### Data entries
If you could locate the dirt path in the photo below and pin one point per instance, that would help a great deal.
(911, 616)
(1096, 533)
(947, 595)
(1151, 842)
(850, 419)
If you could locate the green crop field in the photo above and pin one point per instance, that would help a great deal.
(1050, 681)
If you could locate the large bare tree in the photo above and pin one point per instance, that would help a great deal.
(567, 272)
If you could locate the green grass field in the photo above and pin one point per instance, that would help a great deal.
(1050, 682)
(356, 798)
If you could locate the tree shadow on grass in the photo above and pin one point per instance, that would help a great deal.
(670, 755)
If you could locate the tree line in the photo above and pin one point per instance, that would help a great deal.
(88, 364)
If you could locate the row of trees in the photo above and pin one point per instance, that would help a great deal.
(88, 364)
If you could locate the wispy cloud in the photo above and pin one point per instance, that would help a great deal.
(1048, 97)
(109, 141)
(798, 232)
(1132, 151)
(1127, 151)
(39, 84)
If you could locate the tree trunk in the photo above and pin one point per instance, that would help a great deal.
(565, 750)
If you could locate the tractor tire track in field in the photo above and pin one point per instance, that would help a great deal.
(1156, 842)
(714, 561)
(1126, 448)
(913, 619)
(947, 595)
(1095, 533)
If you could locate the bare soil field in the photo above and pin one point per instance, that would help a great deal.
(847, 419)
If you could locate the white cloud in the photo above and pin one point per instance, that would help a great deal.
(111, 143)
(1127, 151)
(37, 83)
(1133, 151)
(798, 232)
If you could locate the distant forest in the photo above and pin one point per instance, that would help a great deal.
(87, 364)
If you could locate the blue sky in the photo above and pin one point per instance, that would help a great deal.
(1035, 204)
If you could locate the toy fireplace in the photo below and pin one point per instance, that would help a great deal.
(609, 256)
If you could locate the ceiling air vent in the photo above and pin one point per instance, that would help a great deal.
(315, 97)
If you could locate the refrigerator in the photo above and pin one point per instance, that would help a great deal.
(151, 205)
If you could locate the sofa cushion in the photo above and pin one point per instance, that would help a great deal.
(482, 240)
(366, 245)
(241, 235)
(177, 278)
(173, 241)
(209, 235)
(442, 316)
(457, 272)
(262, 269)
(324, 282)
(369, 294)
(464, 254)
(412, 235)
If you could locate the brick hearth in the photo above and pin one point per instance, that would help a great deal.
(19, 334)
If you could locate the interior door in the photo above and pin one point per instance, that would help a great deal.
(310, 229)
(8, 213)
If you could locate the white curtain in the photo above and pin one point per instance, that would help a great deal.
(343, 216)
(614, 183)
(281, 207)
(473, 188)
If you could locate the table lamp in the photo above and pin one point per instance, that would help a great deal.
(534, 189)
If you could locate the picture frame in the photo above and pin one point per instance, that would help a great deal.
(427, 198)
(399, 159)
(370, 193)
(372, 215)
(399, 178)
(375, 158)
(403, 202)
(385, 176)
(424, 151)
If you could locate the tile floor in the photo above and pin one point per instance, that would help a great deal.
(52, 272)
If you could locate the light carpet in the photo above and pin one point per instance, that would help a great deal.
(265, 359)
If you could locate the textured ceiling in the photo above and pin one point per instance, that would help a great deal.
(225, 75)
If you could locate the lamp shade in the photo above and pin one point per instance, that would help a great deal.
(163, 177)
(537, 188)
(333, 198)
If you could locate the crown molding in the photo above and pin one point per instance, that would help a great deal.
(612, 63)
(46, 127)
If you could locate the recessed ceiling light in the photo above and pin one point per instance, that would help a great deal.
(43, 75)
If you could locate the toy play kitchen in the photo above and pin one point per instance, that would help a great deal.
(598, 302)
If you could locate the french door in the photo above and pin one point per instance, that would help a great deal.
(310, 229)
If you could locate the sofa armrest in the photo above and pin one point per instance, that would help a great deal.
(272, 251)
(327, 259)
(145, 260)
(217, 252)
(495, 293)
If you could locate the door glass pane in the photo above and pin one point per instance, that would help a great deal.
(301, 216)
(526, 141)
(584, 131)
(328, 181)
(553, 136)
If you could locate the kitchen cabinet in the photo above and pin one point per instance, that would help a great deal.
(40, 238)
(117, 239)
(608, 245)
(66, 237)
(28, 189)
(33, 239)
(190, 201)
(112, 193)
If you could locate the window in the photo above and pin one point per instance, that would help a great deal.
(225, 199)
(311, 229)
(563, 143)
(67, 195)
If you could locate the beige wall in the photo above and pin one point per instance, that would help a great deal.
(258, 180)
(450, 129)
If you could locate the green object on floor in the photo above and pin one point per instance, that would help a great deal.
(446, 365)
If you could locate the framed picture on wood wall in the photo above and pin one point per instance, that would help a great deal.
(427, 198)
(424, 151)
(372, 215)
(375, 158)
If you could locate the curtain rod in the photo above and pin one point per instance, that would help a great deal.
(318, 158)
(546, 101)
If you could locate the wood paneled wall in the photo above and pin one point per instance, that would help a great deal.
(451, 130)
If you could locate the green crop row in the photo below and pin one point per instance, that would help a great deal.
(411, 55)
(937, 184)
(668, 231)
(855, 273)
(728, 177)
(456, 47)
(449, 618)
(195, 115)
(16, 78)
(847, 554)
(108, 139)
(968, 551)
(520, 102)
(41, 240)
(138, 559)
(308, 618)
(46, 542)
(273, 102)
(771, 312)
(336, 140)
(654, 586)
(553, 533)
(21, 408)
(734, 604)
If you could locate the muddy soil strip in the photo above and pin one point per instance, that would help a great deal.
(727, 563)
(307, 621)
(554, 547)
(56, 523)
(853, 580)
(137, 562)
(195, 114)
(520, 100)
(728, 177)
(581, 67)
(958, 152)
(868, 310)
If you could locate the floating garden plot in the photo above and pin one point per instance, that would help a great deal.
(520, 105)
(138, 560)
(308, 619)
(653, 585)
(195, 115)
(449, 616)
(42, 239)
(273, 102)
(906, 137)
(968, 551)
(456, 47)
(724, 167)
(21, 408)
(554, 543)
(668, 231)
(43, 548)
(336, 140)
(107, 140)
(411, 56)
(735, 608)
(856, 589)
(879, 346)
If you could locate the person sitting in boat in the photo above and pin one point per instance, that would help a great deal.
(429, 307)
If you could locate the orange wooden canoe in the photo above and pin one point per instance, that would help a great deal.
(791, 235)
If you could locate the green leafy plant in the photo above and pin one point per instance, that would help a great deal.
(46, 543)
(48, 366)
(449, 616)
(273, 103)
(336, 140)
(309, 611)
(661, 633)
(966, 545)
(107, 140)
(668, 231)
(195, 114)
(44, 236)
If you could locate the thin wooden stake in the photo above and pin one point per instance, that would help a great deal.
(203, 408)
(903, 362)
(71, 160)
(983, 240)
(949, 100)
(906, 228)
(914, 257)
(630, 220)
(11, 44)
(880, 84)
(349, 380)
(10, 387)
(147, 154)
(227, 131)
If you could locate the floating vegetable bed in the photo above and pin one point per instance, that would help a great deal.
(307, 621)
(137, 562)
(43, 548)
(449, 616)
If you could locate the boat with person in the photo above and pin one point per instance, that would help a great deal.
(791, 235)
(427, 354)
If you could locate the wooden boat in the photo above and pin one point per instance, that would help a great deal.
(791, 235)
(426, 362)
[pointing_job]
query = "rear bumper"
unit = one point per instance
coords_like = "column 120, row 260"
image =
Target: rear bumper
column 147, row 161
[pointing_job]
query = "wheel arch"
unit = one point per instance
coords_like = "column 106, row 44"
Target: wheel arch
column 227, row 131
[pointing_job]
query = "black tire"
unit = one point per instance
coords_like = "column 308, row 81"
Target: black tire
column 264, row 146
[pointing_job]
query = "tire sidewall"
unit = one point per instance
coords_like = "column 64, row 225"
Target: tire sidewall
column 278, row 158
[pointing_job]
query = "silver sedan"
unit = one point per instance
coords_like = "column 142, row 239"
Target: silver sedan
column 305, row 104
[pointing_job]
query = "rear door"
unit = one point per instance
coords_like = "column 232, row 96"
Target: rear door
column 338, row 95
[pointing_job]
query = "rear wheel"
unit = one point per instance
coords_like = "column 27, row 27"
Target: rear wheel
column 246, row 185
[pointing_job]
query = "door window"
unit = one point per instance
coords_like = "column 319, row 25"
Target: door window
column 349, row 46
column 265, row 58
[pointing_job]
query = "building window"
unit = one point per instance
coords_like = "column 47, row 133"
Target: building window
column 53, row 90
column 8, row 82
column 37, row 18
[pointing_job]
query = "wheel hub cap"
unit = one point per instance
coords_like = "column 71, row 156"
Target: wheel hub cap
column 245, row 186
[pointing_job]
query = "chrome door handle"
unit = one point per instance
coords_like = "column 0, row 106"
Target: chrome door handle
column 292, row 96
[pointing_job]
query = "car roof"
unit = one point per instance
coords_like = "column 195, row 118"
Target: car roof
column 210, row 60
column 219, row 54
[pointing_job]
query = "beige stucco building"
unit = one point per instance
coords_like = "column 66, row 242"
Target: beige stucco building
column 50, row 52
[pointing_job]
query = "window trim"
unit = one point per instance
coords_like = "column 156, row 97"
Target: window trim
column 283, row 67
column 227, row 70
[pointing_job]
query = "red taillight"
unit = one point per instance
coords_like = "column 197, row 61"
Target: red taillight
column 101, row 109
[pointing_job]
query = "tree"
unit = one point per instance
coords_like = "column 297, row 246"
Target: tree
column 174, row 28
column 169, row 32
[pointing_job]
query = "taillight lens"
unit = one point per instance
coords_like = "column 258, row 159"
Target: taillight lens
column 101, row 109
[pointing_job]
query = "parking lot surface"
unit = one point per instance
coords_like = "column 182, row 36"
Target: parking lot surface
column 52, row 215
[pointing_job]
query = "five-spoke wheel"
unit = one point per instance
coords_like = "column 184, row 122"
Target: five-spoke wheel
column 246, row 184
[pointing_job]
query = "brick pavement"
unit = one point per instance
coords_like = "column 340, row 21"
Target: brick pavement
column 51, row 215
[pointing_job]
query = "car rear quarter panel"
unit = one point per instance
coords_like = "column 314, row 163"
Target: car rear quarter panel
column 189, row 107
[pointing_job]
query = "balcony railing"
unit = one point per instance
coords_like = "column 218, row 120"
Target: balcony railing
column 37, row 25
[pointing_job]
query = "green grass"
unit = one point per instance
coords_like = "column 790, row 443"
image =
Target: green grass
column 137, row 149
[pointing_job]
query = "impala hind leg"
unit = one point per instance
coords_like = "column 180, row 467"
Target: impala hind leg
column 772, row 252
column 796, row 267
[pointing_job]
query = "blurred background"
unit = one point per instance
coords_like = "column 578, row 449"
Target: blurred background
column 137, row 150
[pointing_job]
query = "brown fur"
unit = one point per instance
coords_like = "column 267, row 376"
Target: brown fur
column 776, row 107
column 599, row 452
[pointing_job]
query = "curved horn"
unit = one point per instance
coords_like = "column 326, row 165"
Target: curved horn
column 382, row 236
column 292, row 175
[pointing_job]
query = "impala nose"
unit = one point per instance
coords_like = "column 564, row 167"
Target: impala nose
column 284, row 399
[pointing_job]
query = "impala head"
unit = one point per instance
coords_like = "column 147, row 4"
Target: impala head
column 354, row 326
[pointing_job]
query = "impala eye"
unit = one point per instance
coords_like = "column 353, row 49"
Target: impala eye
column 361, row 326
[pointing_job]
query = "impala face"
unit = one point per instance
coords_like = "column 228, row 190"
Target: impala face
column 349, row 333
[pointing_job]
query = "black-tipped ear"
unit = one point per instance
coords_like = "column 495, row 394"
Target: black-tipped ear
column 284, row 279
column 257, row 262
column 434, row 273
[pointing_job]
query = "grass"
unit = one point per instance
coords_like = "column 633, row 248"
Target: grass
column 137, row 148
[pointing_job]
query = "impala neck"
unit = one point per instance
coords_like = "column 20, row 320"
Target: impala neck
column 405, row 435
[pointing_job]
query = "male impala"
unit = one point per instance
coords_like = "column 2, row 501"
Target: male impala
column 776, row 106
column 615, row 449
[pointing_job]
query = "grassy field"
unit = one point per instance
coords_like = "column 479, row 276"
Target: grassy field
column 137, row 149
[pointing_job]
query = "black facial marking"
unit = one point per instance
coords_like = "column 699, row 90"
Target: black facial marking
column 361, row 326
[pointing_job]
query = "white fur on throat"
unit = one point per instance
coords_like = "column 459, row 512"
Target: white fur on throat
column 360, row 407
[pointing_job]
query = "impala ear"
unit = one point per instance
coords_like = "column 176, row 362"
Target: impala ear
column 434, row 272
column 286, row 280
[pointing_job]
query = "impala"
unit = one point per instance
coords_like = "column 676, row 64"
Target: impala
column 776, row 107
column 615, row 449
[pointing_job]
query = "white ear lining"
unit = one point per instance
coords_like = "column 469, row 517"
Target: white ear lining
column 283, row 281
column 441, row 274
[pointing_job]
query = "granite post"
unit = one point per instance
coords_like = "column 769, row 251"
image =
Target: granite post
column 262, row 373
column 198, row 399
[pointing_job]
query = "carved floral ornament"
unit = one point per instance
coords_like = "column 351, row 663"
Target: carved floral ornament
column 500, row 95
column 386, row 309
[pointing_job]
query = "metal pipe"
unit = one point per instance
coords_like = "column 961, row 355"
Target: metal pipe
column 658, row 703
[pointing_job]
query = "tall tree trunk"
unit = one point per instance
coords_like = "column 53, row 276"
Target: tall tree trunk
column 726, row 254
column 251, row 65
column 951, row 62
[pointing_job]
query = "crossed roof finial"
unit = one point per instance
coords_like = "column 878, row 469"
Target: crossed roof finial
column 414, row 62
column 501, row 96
######
• [Task]: Tally the lines in the rows above that contain the string "grassy", matching case exactly, and reply with only the count.

• [Result of this task]: 2